Records to use:
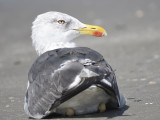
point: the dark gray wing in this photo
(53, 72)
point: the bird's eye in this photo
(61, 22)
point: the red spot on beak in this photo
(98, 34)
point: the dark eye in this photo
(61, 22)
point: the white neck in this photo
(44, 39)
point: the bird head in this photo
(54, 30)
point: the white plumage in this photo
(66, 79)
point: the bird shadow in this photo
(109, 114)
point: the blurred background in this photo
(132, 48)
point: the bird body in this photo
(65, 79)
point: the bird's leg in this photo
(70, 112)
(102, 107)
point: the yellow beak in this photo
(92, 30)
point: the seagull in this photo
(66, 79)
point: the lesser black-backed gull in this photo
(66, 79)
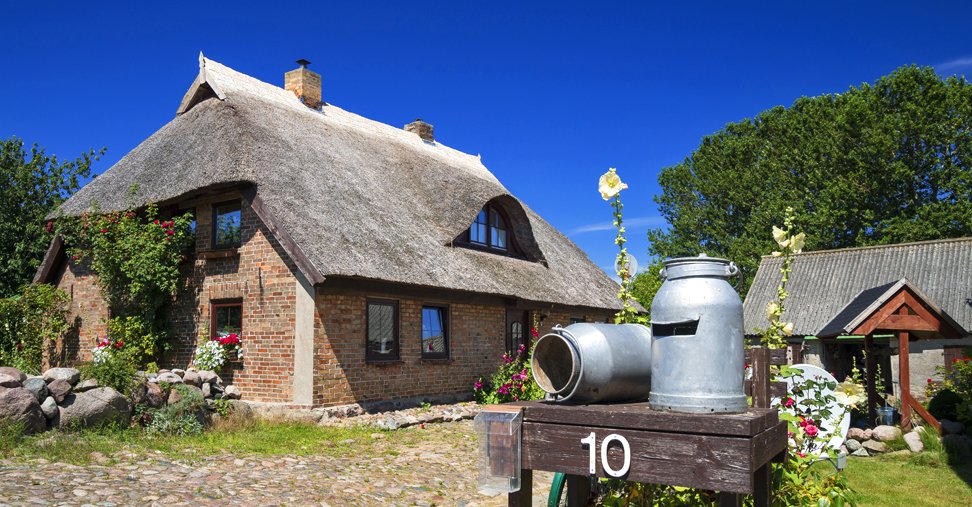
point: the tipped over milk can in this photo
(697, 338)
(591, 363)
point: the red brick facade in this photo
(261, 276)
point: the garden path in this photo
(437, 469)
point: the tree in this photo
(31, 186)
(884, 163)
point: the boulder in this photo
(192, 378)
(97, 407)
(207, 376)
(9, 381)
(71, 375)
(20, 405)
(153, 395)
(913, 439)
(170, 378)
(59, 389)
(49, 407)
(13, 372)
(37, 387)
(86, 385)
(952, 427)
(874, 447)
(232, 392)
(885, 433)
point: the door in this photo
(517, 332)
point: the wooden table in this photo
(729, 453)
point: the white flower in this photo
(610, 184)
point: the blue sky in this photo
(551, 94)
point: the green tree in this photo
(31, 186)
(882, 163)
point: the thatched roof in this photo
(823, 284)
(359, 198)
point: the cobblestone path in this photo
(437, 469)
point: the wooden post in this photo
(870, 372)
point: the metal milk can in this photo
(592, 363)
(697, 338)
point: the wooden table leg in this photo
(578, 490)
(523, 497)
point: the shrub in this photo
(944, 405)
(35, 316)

...

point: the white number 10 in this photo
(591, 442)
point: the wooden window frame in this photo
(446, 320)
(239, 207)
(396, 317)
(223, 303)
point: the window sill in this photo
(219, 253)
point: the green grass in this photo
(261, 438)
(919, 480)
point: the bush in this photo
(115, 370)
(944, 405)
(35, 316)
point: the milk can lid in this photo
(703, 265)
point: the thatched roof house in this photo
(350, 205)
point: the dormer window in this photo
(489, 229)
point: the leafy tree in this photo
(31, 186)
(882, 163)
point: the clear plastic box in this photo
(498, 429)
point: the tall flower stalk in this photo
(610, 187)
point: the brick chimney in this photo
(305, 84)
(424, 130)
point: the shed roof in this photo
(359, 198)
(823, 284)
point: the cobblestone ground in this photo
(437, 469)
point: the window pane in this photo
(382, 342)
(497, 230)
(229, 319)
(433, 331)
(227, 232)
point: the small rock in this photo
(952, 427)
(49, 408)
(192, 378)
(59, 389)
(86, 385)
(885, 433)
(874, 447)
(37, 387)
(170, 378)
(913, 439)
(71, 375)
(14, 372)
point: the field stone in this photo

Task directions: Using only the listing above, restate exactly the lines from the line containing "point: the small rock in this photo" through the line containing "point: the field stone in this photo", both included.

Expected answer:
point: the small rock in this photo
(952, 427)
(49, 408)
(192, 378)
(59, 389)
(86, 385)
(885, 433)
(874, 447)
(37, 387)
(170, 378)
(913, 439)
(71, 375)
(14, 372)
point: the field stone in this photo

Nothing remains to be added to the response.